* **引用文**:

——

三瓶 亘

JEANS BUG(ジーンズバグ) / 株式会社ロビン

変わったけど、
変わってないよ

株式会社ロビンは、昭和14年、オーダーメイドスーツの仕立て屋として創業。街の人に愛され続けてきたショップは、「お客様一人ひとりと向き合い、その方にピッタリの商品・サービスをお届けして笑顔になっていただくこと」をモットーに、アメリカン・カジュアルな洋服の販売と学生服の採寸・販売を行っている。山形県天童市にある「JEANS BUG」は、1階が実店舗、2階がEC事業部とオリジナルTシャツのプリント工場となっており、受賞した三瓶さんは、プリント部門を任される工場長だ。

成長の鍵は「素直さ」

三瓶さんは、ロビンに入社して13年が経つ。鈴木社長と同級生だった三瓶さんは、社長から「暇だったら」と軽い感じで声をかけられた。ご本人曰く、ちょうどその頃、時間と力を持て余していたこともあり、友人の家業を手伝うつもりで入社。しばらくはアルバイトとして働いていたが、社員になる頃に「Tシャツのプリントをやってみないか」と鈴木会長から話があった。

シルクスクリーンのプリントは、熟練の技が求められ、職人としての会長の大きな背中を見ていた三瓶さんは、「自分にできるのだろうか」と当初は不安だったという。

「最初は、会長に教えてもらいながら、とにかく練習をして、『やっと大丈夫かな』となってから本番のプリントをする感じでした。ま、一発勝負というか、1枚ぐらいは刷れると思うんですけど、“返し”とか、版が乾いてきたりする兼ね合いで版を拭いたり、そういった工程の見極めをするのに時間がかかりましたね。最低でも3年はかかったと思います」

その過程を傍で見てきた鈴木会長は、三瓶さんの資質を高く評価していた。
「三瓶は、おっちょこちょいな面もあって失敗もするんだけど、私の言ったことをメモして、『次はちゃんと言われたことをやろう』と、吸収する性格なんですよね。アドバイスをすれば素直に聞き入れる。だから、上達がほんと早かったですよ」

オーダーを形にする、ロビンの原点。

——

ポインティング用データセットの抜粋:
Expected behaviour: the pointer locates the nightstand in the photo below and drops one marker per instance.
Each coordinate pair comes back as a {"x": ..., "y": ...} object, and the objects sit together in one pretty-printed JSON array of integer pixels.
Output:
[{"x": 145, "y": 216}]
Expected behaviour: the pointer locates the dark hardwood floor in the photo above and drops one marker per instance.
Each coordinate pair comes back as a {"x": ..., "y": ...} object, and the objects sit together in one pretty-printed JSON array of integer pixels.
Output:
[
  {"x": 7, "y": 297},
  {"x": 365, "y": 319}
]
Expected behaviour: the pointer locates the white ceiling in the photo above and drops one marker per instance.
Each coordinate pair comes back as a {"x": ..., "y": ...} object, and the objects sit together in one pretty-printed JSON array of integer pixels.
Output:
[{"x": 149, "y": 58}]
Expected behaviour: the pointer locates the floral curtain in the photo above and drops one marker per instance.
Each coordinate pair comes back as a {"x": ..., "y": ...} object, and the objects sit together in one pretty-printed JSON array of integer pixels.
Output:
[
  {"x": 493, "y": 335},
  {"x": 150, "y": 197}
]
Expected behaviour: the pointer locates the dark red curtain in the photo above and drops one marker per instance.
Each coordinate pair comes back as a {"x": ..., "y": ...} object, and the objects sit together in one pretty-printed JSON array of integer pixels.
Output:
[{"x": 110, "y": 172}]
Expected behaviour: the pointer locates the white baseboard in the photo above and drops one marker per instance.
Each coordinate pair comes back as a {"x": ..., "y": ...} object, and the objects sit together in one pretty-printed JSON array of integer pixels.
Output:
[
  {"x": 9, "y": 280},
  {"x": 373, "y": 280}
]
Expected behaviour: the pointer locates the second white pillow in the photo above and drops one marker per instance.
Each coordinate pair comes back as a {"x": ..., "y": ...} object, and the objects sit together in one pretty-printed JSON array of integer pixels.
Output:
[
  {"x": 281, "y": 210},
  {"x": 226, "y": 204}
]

——

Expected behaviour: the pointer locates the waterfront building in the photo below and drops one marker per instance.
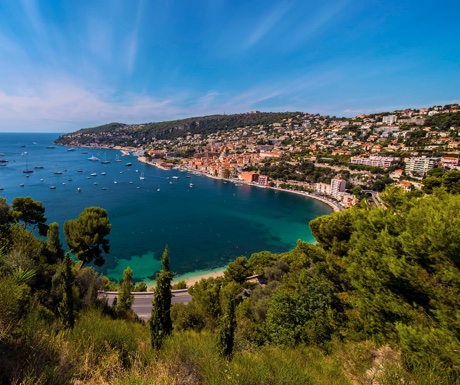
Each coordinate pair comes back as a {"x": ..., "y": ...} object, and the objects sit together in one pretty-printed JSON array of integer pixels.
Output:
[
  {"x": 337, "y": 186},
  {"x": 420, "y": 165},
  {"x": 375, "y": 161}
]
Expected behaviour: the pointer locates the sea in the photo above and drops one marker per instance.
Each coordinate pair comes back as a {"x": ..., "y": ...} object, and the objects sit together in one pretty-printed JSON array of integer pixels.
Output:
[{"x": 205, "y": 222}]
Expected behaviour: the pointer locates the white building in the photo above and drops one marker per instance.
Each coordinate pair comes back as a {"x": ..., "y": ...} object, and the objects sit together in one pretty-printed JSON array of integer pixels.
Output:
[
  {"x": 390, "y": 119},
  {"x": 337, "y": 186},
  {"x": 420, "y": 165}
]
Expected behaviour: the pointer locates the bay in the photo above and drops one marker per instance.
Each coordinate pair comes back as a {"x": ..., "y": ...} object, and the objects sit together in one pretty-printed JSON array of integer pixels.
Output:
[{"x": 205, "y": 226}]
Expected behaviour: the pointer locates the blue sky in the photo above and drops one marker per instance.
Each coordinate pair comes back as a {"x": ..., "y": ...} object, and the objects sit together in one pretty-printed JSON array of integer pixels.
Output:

——

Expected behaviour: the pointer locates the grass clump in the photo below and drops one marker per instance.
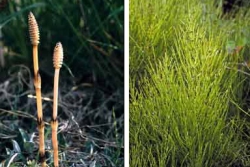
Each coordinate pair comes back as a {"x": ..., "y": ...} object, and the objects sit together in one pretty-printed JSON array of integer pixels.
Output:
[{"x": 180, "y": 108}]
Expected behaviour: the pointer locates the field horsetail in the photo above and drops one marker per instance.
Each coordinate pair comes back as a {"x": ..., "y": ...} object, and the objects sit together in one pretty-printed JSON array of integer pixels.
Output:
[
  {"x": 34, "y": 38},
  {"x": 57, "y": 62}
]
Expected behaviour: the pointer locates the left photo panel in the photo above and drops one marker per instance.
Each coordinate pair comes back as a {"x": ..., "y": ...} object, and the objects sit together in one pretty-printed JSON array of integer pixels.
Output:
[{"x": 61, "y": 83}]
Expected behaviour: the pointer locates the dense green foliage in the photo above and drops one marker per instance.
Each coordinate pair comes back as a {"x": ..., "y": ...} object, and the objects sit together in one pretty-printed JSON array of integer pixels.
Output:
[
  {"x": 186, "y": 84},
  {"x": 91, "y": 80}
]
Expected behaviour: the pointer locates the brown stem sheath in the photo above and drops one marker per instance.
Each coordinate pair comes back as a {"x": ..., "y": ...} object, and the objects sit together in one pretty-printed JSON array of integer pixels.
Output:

——

* **取り組む課題**:
1. 三瓶さんについての引用文から、「シルクスクリーンのプリントは」から「オーダーを形にする、ロビンの原点。」までの部分を、両端も含めてそのまま繰り返してください。
2. 三瓶さんについての引用文の最後の一文を受けて、その続きを書き進めてください。

* **解答済みの問題**:
1.
シルクスクリーンのプリントは、熟練の技が求められ、職人としての会長の大きな背中を見ていた三瓶さんは、「自分にできるのだろうか」と当初は不安だったという。

「最初は、会長に教えてもらいながら、とにかく練習をして、『やっと大丈夫かな』となってから本番のプリントをする感じでした。ま、一発勝負というか、1枚ぐらいは刷れると思うんですけど、“返し”とか、版が乾いてきたりする兼ね合いで版を拭いたり、そういった工程の見極めをするのに時間がかかりましたね。最低でも3年はかかったと思います」

その過程を傍で見てきた鈴木会長は、三瓶さんの資質を高く評価していた。
「三瓶は、おっちょこちょいな面もあって失敗もするんだけど、私の言ったことをメモして、『次はちゃんと言われたことをやろう』と、吸収する性格なんですよね。アドバイスをすれば素直に聞き入れる。だから、上達がほんと早かったですよ」

オーダーを形にする、ロビンの原点。

2.
ロビンには、創業から受け継がれてきた情熱のルーツがある。

鈴木会長 「私は三代目で、私の祖父が創業したんですけど、元々は注文洋服屋(テイラー)だったんです。祖父は技術に誇りを持っていて、店のガラス越しで裁断をやっていたんですよ。わざと逆手で切ったりとかして。地元の人を集めて、惜しみなく技術を教えたりする人でした。そういうのを小さい頃から見ていて、一人ひとりのオーダーを形にしていくのが素晴らしいなと。その気持ちを忘れないで商売をやっていきたいという気持ちがあって。私が商売を始めた頃、ジーパンはレディースが無くて、みんなメンズのパンツを履いていたんです。ウエストが緩かったり、サイズが合わないものを、その人に合うサイズに直してあげていました。お客様に喜んでもらいたくて、持っている技術を惜しみなく使おうと。プリントも、例えばテニスクラブがオリジナルのシャツを作ることで、チームに一体感が生まれたり。そういうお手伝いができたらなという想いでやってきました」

幼い頃に見た祖父の姿、そのスタンスに感銘を受けた鈴木会長は、想いを受け継ぎ、職人としての技術を三瓶さんに惜しみなく与えた。

誰かのスマイルが僕のスマイル

毎年行う学生服の採寸・販売では三瓶さんも店頭に立つ。普段は、ほとんど接客をしない三瓶さんだが、真摯に向き合い、寄り添う対応でお客様からの評判がとても良いそうだ。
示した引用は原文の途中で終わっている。